> _EXERCISE DATA_
# # #

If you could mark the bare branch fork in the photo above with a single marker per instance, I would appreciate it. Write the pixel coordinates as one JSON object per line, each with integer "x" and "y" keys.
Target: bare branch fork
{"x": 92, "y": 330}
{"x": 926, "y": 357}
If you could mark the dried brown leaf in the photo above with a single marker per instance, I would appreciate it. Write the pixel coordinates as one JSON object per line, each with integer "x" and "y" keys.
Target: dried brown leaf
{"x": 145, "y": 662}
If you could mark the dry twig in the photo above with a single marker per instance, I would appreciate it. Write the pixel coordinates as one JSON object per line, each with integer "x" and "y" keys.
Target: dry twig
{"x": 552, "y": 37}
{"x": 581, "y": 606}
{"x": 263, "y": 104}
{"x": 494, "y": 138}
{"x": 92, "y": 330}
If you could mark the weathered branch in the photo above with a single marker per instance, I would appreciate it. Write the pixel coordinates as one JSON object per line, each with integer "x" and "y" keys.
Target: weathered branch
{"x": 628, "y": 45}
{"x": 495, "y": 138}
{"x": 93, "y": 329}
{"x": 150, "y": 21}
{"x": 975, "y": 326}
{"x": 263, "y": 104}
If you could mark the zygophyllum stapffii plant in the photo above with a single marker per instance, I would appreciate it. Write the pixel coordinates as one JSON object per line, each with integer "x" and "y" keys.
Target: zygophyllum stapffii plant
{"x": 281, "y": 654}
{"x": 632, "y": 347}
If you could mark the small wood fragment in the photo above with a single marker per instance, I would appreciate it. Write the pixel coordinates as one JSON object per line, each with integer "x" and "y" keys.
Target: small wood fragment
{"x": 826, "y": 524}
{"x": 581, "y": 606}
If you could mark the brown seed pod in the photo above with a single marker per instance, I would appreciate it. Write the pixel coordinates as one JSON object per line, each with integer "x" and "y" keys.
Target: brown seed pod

# # #

> _REQUIRED TASK_
Reproduce all of the material above line for line, with no changes.

> _EXERCISE SOLUTION_
If you could mark the bare branch fork in the photo above with a single marker per instance, I would appreciate it. Write the pixel coordinates as one JSON object per line, each with integer "x" and "y" keys.
Target: bare branch fork
{"x": 92, "y": 330}
{"x": 926, "y": 357}
If you could mark the dried brown leaf in the photo above with a single marker per instance, I would appreciate it. Write the pixel coordinates as one JSON object per line, each with integer "x" and "y" keys.
Target: dried brown leaf
{"x": 145, "y": 662}
If you could mark the dry twig in the photo above with a single marker per instance, I would appreciate it. Write the pixel coordinates as one JSON object per line, each with integer "x" and "y" keys.
Target: dry twig
{"x": 552, "y": 37}
{"x": 581, "y": 606}
{"x": 263, "y": 104}
{"x": 494, "y": 138}
{"x": 92, "y": 330}
If you could mark the weathered branch in the photo above with a single marker per instance, I would appreciate it. Write the pixel coordinates as one JSON object per line, each with integer "x" and "y" keys.
Target: weathered branch
{"x": 628, "y": 45}
{"x": 495, "y": 138}
{"x": 93, "y": 329}
{"x": 150, "y": 21}
{"x": 975, "y": 326}
{"x": 263, "y": 104}
If you could mark the zygophyllum stapffii plant in the photo above with a single marker per instance, I would appreciate it. Write the pixel coordinates as one JSON object per line, each with integer "x" and "y" keys.
Target: zygophyllum stapffii plant
{"x": 281, "y": 654}
{"x": 632, "y": 347}
If you could mark the small wood fragment in the photo above with a single marker per instance, I would appreciate it. Write the pixel coordinates as one JSON object per line, each with integer "x" and "y" keys.
Target: small wood fragment
{"x": 826, "y": 524}
{"x": 581, "y": 606}
If you could mark the brown seed pod in the photo above with a single marker per instance, I would appreciate it. Write the pixel coordinates as one JSON object per line, each with integer "x" and "y" keys.
Target: brown seed pod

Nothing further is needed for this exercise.